▸ Task requirements
Reproduce verbatim the lines of the listing below, beginning with the line that contains "Note: point to every instance of the brick" and continuing through the line that contains "x=1134, y=438", with both of those lines included.

▸ Excerpts of pointing data
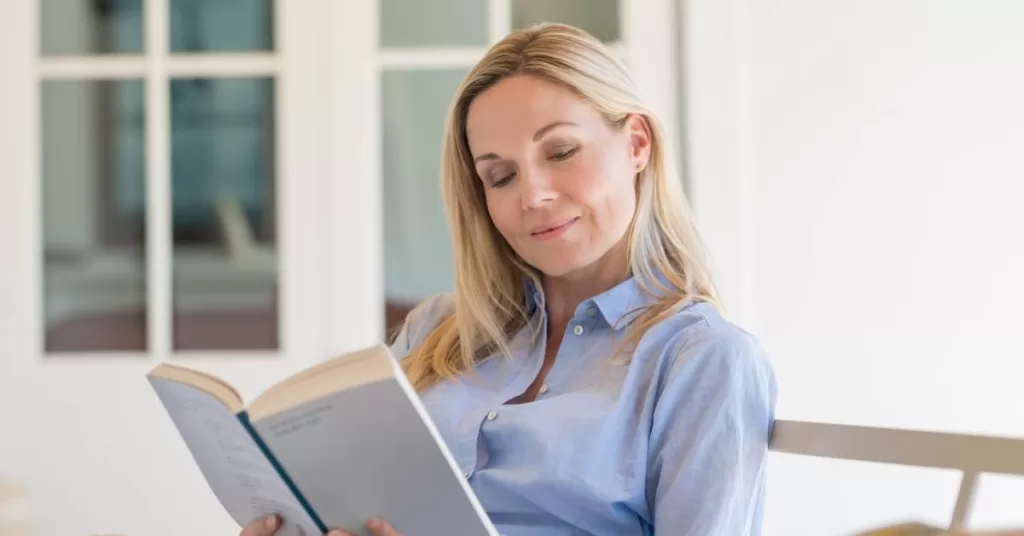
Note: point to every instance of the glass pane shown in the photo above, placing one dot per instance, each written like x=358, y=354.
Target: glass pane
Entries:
x=93, y=200
x=90, y=27
x=222, y=179
x=433, y=23
x=205, y=26
x=600, y=17
x=417, y=247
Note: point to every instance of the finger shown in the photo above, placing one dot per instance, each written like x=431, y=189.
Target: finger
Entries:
x=262, y=527
x=379, y=528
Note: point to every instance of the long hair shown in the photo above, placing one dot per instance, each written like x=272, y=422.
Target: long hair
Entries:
x=665, y=252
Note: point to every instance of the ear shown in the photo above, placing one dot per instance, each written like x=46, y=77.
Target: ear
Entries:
x=638, y=131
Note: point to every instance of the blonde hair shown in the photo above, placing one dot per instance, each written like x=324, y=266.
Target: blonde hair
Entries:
x=665, y=252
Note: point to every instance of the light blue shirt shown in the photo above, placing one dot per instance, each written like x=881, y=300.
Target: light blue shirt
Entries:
x=674, y=443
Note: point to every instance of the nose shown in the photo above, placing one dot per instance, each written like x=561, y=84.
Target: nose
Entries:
x=537, y=188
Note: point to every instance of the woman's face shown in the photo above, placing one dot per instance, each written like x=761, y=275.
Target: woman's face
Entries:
x=559, y=181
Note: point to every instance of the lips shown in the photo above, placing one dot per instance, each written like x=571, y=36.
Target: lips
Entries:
x=553, y=227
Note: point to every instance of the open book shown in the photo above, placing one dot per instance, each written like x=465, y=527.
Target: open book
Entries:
x=329, y=447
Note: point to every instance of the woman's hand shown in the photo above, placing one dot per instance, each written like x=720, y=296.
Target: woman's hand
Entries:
x=268, y=527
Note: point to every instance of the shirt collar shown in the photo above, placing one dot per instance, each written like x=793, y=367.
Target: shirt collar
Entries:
x=617, y=305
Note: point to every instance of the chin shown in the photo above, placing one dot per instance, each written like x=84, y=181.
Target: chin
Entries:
x=560, y=265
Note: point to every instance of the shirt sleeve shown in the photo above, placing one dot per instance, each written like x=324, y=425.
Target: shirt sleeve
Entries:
x=710, y=435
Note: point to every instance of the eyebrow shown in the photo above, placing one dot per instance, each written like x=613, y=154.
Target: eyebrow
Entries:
x=537, y=135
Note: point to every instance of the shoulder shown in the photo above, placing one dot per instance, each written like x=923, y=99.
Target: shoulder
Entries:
x=702, y=355
x=426, y=316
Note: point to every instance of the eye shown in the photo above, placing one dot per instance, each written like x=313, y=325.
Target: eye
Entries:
x=563, y=153
x=501, y=181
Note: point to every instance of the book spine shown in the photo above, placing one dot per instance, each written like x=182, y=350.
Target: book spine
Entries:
x=244, y=417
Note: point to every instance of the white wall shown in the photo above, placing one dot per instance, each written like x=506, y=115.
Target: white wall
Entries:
x=858, y=169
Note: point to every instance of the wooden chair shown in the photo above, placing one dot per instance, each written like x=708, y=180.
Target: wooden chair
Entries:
x=972, y=455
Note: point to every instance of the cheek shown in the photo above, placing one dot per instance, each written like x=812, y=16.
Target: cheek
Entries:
x=503, y=213
x=607, y=188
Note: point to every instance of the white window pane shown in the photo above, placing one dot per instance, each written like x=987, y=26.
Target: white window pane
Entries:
x=599, y=17
x=223, y=215
x=223, y=26
x=418, y=254
x=433, y=23
x=93, y=197
x=87, y=27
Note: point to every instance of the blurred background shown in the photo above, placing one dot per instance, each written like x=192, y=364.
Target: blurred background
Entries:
x=249, y=187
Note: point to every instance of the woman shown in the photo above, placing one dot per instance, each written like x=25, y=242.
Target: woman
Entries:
x=582, y=374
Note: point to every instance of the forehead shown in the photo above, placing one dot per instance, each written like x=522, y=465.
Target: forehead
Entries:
x=517, y=107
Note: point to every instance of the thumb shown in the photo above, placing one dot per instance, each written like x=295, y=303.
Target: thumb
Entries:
x=262, y=527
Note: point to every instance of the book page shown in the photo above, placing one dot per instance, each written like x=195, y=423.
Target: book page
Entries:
x=239, y=473
x=367, y=451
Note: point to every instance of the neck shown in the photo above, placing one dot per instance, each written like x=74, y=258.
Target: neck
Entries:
x=563, y=294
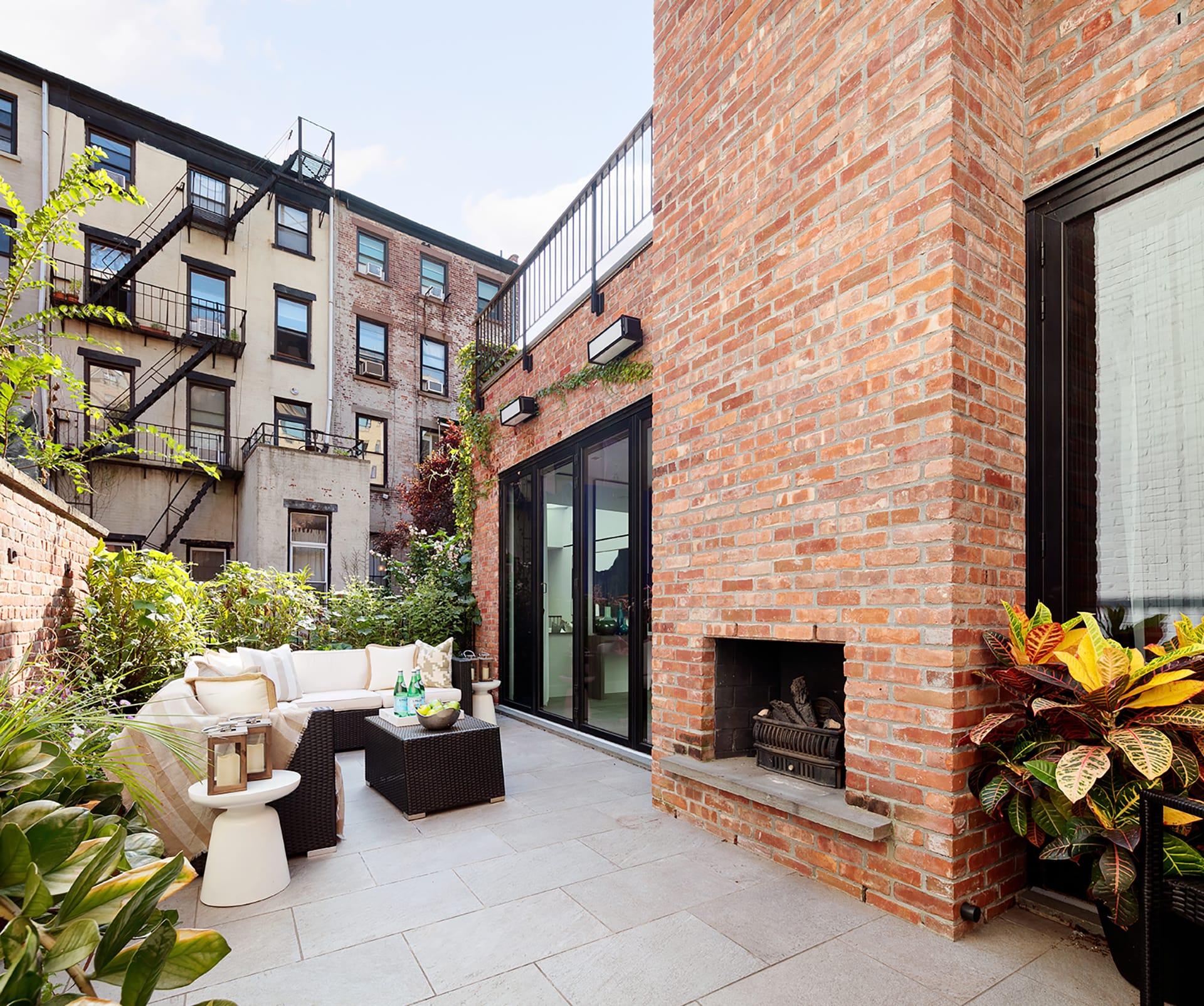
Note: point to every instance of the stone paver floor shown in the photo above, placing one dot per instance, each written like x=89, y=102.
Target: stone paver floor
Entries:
x=576, y=891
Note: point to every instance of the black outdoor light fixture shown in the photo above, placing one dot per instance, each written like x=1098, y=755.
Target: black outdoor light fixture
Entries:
x=519, y=411
x=619, y=338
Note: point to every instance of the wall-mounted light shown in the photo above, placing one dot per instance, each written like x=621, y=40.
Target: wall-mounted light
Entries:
x=519, y=411
x=619, y=338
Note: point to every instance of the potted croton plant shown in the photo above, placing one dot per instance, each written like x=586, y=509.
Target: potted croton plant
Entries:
x=1096, y=722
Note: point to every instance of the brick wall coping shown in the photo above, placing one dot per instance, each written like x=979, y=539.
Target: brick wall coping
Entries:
x=26, y=486
x=814, y=804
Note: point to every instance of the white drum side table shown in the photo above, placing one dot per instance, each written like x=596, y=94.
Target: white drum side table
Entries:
x=483, y=702
x=246, y=861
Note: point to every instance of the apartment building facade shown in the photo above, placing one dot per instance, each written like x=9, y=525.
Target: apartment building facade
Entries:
x=407, y=299
x=247, y=338
x=921, y=308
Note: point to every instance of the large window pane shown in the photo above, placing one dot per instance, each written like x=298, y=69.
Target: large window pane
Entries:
x=559, y=594
x=608, y=585
x=1134, y=438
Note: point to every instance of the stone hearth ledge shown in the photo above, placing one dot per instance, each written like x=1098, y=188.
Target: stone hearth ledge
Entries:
x=816, y=804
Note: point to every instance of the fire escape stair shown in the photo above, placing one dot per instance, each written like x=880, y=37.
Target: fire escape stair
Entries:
x=147, y=252
x=187, y=511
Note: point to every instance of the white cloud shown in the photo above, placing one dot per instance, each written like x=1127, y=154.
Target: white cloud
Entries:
x=136, y=39
x=353, y=165
x=497, y=221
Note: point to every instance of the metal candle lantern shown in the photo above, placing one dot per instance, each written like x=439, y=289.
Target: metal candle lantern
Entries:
x=228, y=758
x=259, y=745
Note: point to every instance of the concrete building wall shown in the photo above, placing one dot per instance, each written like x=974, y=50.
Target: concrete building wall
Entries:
x=47, y=545
x=280, y=479
x=396, y=302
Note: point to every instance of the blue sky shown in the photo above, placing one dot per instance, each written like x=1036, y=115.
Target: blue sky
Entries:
x=478, y=118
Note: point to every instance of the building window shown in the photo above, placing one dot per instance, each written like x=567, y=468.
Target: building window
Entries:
x=209, y=409
x=428, y=441
x=8, y=123
x=8, y=221
x=292, y=424
x=206, y=561
x=209, y=194
x=208, y=296
x=1114, y=371
x=293, y=228
x=292, y=329
x=485, y=291
x=372, y=431
x=435, y=366
x=435, y=280
x=372, y=255
x=371, y=348
x=105, y=260
x=119, y=163
x=310, y=547
x=377, y=572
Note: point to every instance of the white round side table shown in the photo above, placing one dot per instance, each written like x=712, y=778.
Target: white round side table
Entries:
x=246, y=861
x=483, y=702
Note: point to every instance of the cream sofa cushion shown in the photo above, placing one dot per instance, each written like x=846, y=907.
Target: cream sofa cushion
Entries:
x=387, y=662
x=236, y=696
x=276, y=664
x=344, y=698
x=435, y=663
x=330, y=671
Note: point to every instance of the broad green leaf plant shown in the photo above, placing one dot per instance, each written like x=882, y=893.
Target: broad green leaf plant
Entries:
x=81, y=887
x=29, y=370
x=1099, y=722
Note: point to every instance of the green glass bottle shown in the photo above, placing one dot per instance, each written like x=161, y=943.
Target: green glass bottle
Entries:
x=416, y=694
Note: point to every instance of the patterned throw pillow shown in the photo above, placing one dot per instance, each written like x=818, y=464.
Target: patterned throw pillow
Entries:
x=434, y=663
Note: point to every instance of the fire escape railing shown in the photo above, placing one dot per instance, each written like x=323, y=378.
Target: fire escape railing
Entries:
x=607, y=223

▸ Output for this exercise
Note: point to every instance of the brick wall coping shown in the photo above, placing one dot per instance, each written like x=979, y=539.
Target: brick wall coping
Entries:
x=26, y=486
x=814, y=804
Note: point to every instance of the white drum side table shown in the photo above, placing one dot per instance, each written like x=596, y=94.
Target: white drum side table
Entries:
x=483, y=702
x=246, y=861
Note: point to every instance of the apartment building facade shown in the photo above, placing one dot per instance, each written like x=9, y=525.
Target: apartment building facade
Entries:
x=407, y=299
x=247, y=338
x=921, y=308
Note: point to every instance of the large window pane shown in the photo above, placing one dot per instance, each written like x=298, y=69.
Target: large window pane
Entries:
x=559, y=594
x=608, y=585
x=1134, y=438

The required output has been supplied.